== Records supplied

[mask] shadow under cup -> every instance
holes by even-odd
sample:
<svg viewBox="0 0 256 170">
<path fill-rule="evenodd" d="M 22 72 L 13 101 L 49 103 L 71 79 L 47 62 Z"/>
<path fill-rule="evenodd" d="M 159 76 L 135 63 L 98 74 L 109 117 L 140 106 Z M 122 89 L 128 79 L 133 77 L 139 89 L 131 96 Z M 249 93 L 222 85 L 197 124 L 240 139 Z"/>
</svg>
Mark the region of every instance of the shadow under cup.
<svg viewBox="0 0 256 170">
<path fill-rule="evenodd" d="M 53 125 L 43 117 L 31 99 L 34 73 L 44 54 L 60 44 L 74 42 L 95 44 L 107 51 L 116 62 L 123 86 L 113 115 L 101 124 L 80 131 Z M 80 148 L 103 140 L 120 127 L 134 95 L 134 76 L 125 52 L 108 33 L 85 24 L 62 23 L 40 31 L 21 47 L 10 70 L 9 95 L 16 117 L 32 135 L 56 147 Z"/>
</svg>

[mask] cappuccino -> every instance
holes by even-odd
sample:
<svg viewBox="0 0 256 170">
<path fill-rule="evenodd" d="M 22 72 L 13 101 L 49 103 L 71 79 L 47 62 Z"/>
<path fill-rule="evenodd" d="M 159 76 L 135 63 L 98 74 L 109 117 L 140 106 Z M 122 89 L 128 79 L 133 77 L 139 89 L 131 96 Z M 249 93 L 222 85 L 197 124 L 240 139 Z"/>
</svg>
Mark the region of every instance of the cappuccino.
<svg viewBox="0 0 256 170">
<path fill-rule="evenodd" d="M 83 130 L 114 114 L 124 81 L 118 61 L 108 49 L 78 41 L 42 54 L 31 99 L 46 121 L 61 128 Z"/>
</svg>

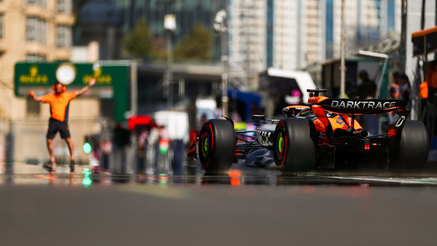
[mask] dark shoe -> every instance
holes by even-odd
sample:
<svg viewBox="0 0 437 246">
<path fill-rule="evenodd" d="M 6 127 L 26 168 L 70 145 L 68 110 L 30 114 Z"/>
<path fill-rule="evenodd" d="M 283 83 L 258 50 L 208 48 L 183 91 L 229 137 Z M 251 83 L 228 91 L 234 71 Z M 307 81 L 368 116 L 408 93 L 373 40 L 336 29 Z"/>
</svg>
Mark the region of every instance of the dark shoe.
<svg viewBox="0 0 437 246">
<path fill-rule="evenodd" d="M 56 171 L 56 163 L 49 162 L 42 165 L 42 167 L 49 172 L 54 172 Z"/>
<path fill-rule="evenodd" d="M 72 161 L 70 162 L 70 173 L 74 172 L 74 161 Z"/>
</svg>

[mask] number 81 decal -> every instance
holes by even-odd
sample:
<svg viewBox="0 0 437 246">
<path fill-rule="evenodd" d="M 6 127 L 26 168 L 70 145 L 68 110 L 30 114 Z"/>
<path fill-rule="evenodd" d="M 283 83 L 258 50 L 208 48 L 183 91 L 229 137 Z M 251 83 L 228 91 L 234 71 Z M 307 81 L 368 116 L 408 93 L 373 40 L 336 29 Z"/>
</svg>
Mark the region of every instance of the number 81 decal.
<svg viewBox="0 0 437 246">
<path fill-rule="evenodd" d="M 395 125 L 396 127 L 400 127 L 402 123 L 404 123 L 404 120 L 405 120 L 405 116 L 402 116 L 401 118 L 399 118 L 398 120 L 398 122 L 396 123 L 396 125 Z"/>
</svg>

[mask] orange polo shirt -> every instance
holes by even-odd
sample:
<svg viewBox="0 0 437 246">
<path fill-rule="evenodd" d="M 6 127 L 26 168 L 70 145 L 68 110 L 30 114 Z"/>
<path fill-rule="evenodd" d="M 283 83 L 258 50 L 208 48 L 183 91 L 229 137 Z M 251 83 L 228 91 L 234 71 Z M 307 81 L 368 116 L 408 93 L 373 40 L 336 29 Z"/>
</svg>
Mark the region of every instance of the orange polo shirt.
<svg viewBox="0 0 437 246">
<path fill-rule="evenodd" d="M 60 121 L 66 121 L 68 120 L 68 108 L 70 101 L 76 98 L 76 92 L 66 91 L 59 95 L 50 93 L 42 96 L 41 102 L 50 104 L 52 118 Z"/>
</svg>

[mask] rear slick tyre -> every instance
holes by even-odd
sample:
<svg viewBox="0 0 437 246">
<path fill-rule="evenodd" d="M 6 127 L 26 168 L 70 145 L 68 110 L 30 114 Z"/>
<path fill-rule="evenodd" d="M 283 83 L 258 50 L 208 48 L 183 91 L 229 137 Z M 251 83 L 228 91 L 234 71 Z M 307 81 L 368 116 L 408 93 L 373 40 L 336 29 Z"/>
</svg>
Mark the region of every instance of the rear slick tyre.
<svg viewBox="0 0 437 246">
<path fill-rule="evenodd" d="M 224 172 L 231 168 L 235 156 L 236 137 L 234 126 L 225 119 L 205 122 L 199 138 L 199 158 L 203 169 Z"/>
<path fill-rule="evenodd" d="M 314 167 L 317 135 L 312 122 L 305 118 L 287 118 L 276 125 L 273 157 L 276 165 L 287 172 L 308 172 Z"/>
<path fill-rule="evenodd" d="M 407 120 L 401 139 L 389 151 L 388 169 L 394 172 L 421 172 L 425 169 L 429 154 L 428 131 L 418 120 Z"/>
</svg>

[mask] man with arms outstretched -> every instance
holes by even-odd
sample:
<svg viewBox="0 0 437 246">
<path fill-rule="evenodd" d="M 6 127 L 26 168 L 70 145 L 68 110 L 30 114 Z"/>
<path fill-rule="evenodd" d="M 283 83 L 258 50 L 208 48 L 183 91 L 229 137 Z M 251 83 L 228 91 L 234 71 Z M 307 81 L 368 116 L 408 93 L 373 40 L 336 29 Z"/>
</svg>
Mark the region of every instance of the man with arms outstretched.
<svg viewBox="0 0 437 246">
<path fill-rule="evenodd" d="M 47 130 L 47 148 L 50 156 L 50 162 L 43 165 L 43 167 L 50 172 L 56 170 L 56 162 L 53 154 L 53 139 L 56 133 L 59 131 L 61 137 L 65 139 L 70 151 L 71 161 L 70 162 L 70 172 L 74 172 L 74 155 L 73 143 L 71 141 L 69 128 L 68 127 L 68 109 L 70 101 L 87 92 L 88 89 L 97 82 L 97 78 L 93 78 L 90 83 L 82 89 L 75 91 L 66 91 L 65 86 L 56 81 L 53 88 L 54 93 L 42 96 L 35 96 L 31 92 L 30 96 L 37 102 L 48 102 L 50 104 L 50 118 L 49 120 L 49 130 Z"/>
</svg>

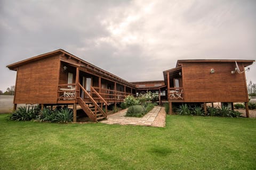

====

Rewrite the records from the line with "[mask] rear slick tyre -> every instance" up to and including the line with "224 172 L 231", swapping "rear slick tyre" for "rear racing tire" and changing nothing else. Return only those lines.

▶ **The result**:
[mask] rear racing tire -> every instance
holes by even-odd
sample:
<svg viewBox="0 0 437 246">
<path fill-rule="evenodd" d="M 6 127 L 26 168 L 70 145 L 68 110 L 30 114 Z"/>
<path fill-rule="evenodd" d="M 283 83 L 258 50 L 208 48 L 183 91 L 229 137 Z M 251 83 L 228 91 L 234 71 Z M 307 81 L 368 116 L 408 93 L 373 40 L 336 29 Z"/>
</svg>
Mark the region of every instance of the rear racing tire.
<svg viewBox="0 0 437 246">
<path fill-rule="evenodd" d="M 224 172 L 231 168 L 235 156 L 236 137 L 234 126 L 225 119 L 205 122 L 199 138 L 199 158 L 203 169 Z"/>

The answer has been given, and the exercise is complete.